— BEGIN THE RECORDS —
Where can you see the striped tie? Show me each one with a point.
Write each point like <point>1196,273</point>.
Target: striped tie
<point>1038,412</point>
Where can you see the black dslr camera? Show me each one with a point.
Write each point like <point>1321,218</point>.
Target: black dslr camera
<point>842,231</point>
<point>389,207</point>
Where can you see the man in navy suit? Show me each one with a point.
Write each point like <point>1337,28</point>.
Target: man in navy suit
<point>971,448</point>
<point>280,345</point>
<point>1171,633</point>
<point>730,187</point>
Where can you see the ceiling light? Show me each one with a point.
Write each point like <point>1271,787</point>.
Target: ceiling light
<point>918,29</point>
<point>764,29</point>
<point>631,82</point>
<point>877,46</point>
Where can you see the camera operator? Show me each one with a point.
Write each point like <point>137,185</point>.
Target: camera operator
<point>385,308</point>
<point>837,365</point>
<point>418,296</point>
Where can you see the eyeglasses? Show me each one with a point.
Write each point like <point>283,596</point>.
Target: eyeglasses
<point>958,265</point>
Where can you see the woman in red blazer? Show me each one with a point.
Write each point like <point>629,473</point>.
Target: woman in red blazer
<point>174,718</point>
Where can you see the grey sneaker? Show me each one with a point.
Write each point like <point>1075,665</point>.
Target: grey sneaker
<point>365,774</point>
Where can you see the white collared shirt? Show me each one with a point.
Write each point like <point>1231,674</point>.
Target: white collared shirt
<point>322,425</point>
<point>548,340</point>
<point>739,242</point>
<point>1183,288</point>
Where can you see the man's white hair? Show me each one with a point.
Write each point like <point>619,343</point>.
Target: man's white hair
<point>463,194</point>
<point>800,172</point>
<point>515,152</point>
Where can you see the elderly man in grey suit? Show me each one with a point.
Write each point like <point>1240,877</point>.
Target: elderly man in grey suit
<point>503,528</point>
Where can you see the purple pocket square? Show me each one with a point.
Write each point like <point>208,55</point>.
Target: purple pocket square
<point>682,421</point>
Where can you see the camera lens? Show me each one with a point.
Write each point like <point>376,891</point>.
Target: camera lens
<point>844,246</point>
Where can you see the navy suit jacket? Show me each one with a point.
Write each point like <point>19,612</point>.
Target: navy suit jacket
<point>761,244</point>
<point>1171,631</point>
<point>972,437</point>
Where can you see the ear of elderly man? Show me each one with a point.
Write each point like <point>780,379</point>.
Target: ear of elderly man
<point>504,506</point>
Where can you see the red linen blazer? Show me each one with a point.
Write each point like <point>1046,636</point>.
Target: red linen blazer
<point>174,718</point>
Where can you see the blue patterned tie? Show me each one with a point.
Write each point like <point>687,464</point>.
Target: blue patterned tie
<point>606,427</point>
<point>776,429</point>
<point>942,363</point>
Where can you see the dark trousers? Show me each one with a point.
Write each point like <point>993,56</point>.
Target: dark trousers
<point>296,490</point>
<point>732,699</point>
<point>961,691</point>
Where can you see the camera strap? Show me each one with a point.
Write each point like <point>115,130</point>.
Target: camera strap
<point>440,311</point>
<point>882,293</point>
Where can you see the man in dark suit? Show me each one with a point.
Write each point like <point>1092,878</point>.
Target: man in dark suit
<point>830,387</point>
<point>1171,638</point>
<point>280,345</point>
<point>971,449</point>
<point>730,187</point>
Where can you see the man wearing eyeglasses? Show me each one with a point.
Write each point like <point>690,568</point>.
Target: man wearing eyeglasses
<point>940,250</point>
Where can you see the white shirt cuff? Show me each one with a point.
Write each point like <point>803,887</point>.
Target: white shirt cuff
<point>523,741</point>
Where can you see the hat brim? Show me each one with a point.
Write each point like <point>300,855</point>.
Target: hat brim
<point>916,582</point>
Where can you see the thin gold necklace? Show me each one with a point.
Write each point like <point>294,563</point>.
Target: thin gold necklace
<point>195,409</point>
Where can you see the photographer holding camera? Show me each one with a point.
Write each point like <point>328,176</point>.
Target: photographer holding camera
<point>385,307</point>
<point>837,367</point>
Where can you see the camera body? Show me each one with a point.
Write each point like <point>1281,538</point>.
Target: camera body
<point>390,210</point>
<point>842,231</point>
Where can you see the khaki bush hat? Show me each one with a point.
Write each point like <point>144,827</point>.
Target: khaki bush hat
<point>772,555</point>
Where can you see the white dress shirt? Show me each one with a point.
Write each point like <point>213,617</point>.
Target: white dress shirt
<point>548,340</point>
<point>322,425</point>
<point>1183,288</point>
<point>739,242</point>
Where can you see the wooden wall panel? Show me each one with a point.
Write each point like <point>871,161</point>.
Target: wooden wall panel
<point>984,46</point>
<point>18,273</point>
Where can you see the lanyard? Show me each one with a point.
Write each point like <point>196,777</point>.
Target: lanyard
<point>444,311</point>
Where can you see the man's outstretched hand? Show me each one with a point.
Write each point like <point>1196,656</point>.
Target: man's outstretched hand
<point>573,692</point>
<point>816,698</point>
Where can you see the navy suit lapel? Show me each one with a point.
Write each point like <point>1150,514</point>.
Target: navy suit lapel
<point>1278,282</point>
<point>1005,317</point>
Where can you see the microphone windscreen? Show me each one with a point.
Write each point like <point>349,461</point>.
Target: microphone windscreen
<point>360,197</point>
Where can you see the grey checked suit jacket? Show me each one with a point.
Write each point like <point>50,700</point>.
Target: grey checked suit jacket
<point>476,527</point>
— END THE RECORDS —
__WHAT THE EXERCISE ASKS__
Rewrite every line in the items above as a JSON list of strings, with one string per line and blank lines left out.

__RESPONSE BELOW__
[
  "Where can you see the striped tie? Show me each one with a point.",
  "Write each point like <point>1196,273</point>.",
  "Target: striped tie",
  "<point>1038,412</point>",
  "Where can you see the black dslr camera? Show me each one with a point.",
  "Write each point like <point>1321,218</point>.",
  "Target: black dslr camera",
  "<point>842,231</point>",
  "<point>389,207</point>",
  "Where can you see the man in navy suit? Show me each one with a point.",
  "Write each point like <point>1337,28</point>.",
  "Target: man in navy suit",
  "<point>971,448</point>",
  "<point>280,345</point>",
  "<point>1171,633</point>",
  "<point>730,187</point>",
  "Where can you see the ceiling light? Show me each one with a point.",
  "Write each point like <point>1271,787</point>.",
  "Target: ceiling light",
  "<point>918,29</point>",
  "<point>764,29</point>",
  "<point>631,82</point>",
  "<point>877,46</point>",
  "Where can you see the camera operator? Show me each one with a point.",
  "Write each point like <point>137,185</point>.",
  "Target: camera operator",
  "<point>385,308</point>",
  "<point>837,365</point>",
  "<point>418,296</point>",
  "Where can you see the eyeglasses? Show me each one with a point.",
  "Write each point like <point>283,596</point>.",
  "Target: eyeglasses",
  "<point>958,265</point>",
  "Where can you see the woman in red blazer? Show me each one with a point.",
  "Write each point like <point>629,473</point>.",
  "Target: woman in red blazer",
  "<point>174,718</point>",
  "Where can you see the grey sneaker? Show me each one with a point.",
  "Write each point like <point>1075,665</point>.",
  "Target: grey sneaker",
  "<point>365,774</point>",
  "Where can you see the white collared shirt? Show me each one with a point.",
  "Write each point like <point>1231,674</point>.",
  "Target: white collared shirt",
  "<point>322,425</point>",
  "<point>548,340</point>",
  "<point>739,242</point>",
  "<point>1183,288</point>",
  "Where can you see the man's white hair? Show me each one with a point.",
  "Write each point like <point>619,343</point>.",
  "Target: man's white hair",
  "<point>463,194</point>",
  "<point>800,172</point>",
  "<point>515,152</point>",
  "Where can you see the elderly man in grey suit? Show me each one with a point.",
  "Write each point like <point>1240,877</point>.",
  "Target: elderly man in grey suit",
  "<point>503,528</point>",
  "Where can you see the purple pocket square? Show me each one with a point.",
  "Write each point like <point>208,55</point>.",
  "Target: purple pocket square",
  "<point>682,421</point>",
  "Where can you see the camera lens? Show me each one with a point.",
  "Write each point like <point>376,891</point>.",
  "Target: camera lens",
  "<point>844,246</point>",
  "Where can you see the navy suit jacket? Show me each one with a point.",
  "Write each point like <point>19,612</point>.",
  "Target: navy suit jacket",
  "<point>761,244</point>",
  "<point>1171,631</point>",
  "<point>972,437</point>",
  "Where can you see the ear of elderly man? Show me each one with a point.",
  "Write each point like <point>780,379</point>.",
  "Target: ear of elderly man",
  "<point>504,506</point>",
  "Where can you see the red linen blazer? Show me each one with a point.",
  "Write each point like <point>1046,636</point>.",
  "Target: red linen blazer",
  "<point>174,718</point>",
  "Where can you see the blue patterned tie? Show me each one with a point.",
  "Write each point like <point>687,464</point>.",
  "Target: blue patterned tie",
  "<point>606,427</point>",
  "<point>776,429</point>",
  "<point>942,363</point>",
  "Where can you see the dark trousers? Show me each one with a point.",
  "Write each point like <point>993,56</point>.",
  "Target: dark trousers",
  "<point>296,490</point>",
  "<point>732,699</point>",
  "<point>961,691</point>",
  "Where can you see the camera strap? Show me each one with a point.",
  "Write each point like <point>115,130</point>.",
  "Target: camera strap",
  "<point>440,311</point>",
  "<point>882,293</point>",
  "Where can you see the man in dark suit? Show me each one with a point.",
  "Write each point like <point>1092,878</point>.",
  "Target: man in dark suit",
  "<point>830,387</point>",
  "<point>1171,638</point>",
  "<point>280,345</point>",
  "<point>971,449</point>",
  "<point>730,187</point>",
  "Where can you see the man wearing eyeglasses? Show me each one with a point.",
  "Write each point like <point>690,568</point>.",
  "Target: man wearing eyeglasses",
  "<point>940,250</point>",
  "Where can you see the white shirt cuff? Show me each one with a point.",
  "Write each point like <point>803,887</point>.",
  "Target: white shirt cuff",
  "<point>523,741</point>",
  "Where can you see the hat brim? Show me each one with a point.",
  "Write each point like <point>300,855</point>.",
  "Target: hat brim",
  "<point>916,582</point>",
  "Where can you see the thin gold necklace? Show me each one with a point.",
  "Write each point like <point>294,563</point>.",
  "Target: thin gold necklace",
  "<point>195,409</point>",
  "Where can you see the photographer holding camera? Show me each one with a point.",
  "Write each point like <point>328,176</point>.",
  "Target: photographer holding camera",
  "<point>385,307</point>",
  "<point>837,367</point>",
  "Where can you see the camera body? Show me each one with a point.",
  "Write each point like <point>1281,538</point>.",
  "Target: camera body",
  "<point>390,210</point>",
  "<point>842,231</point>",
  "Where can you see the khaki bush hat? Show me each one with a point.",
  "Write each point like <point>144,827</point>.",
  "Target: khaki bush hat",
  "<point>772,555</point>",
  "Where can you see the white dress shirt? Show me each one with a point.",
  "Write each point like <point>213,617</point>.",
  "Target: white dress shirt",
  "<point>548,340</point>",
  "<point>322,425</point>",
  "<point>1183,288</point>",
  "<point>739,242</point>",
  "Where can you see the wooden wall panel? Show me each one with a point.",
  "Write each point like <point>871,161</point>.",
  "Target: wooden wall panel",
  "<point>984,46</point>",
  "<point>18,273</point>",
  "Where can you see the lanyard? Show me each one with a point.",
  "Write each point like <point>196,777</point>.",
  "Target: lanyard",
  "<point>444,311</point>",
  "Where can you see the man's outstretched hand? Show me each one with a point.",
  "Write each point like <point>1196,656</point>.",
  "Target: man's outstretched hand",
  "<point>573,692</point>",
  "<point>816,698</point>",
  "Where can you see the navy suit lapel? Show me each one with a point.",
  "Write each point like <point>1150,514</point>.",
  "Target: navy suit lapel",
  "<point>1278,282</point>",
  "<point>1005,317</point>",
  "Where can you see the microphone windscreen? Show me each one with a point.",
  "Write each point like <point>349,461</point>.",
  "Target: microphone windscreen",
  "<point>360,197</point>",
  "Where can you see the grey checked suit jacket? Show me each one with a point.",
  "Write each point like <point>50,700</point>.",
  "Target: grey checked suit jacket",
  "<point>476,527</point>"
]